→ JOB: Write out the listing again, beginning at the line containing "Practice step: find the white background" and continuing through the end, with 116 added to every point coordinate in the answers.
════
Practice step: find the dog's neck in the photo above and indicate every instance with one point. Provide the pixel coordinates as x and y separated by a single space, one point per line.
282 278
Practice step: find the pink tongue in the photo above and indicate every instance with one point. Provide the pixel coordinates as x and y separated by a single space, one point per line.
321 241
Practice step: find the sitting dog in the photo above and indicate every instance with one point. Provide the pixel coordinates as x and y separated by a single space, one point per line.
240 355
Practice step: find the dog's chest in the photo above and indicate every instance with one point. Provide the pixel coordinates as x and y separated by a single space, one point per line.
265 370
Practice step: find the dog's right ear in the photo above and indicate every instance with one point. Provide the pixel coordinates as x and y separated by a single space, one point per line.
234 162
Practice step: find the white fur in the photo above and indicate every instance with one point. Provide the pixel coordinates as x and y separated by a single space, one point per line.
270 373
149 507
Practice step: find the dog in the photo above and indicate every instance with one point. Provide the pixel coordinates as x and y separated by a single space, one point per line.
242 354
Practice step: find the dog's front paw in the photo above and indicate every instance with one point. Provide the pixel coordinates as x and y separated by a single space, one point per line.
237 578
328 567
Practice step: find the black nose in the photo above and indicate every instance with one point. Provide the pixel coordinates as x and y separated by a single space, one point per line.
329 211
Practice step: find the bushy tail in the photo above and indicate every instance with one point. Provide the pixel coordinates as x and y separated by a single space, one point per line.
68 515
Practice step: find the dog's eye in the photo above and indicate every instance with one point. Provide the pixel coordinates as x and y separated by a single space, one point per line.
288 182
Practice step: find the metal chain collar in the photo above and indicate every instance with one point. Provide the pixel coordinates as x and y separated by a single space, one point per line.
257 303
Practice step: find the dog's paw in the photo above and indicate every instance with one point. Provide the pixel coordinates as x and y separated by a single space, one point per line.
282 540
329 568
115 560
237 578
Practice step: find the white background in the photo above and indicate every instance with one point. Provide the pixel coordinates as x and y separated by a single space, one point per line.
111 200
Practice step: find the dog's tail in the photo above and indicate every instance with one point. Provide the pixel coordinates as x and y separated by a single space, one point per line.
════
→ WRITTEN ANSWER:
Practice step: find the white background in the photo above and indicate every instance with one point. Provide the pixel coordinates as x and y separated by a single space, one point per line.
227 316
Practice step: find the dog's tail in the photo above and indicate every instance with one point. Provide the pixel coordinates as x and y separated by a single space, one point per line.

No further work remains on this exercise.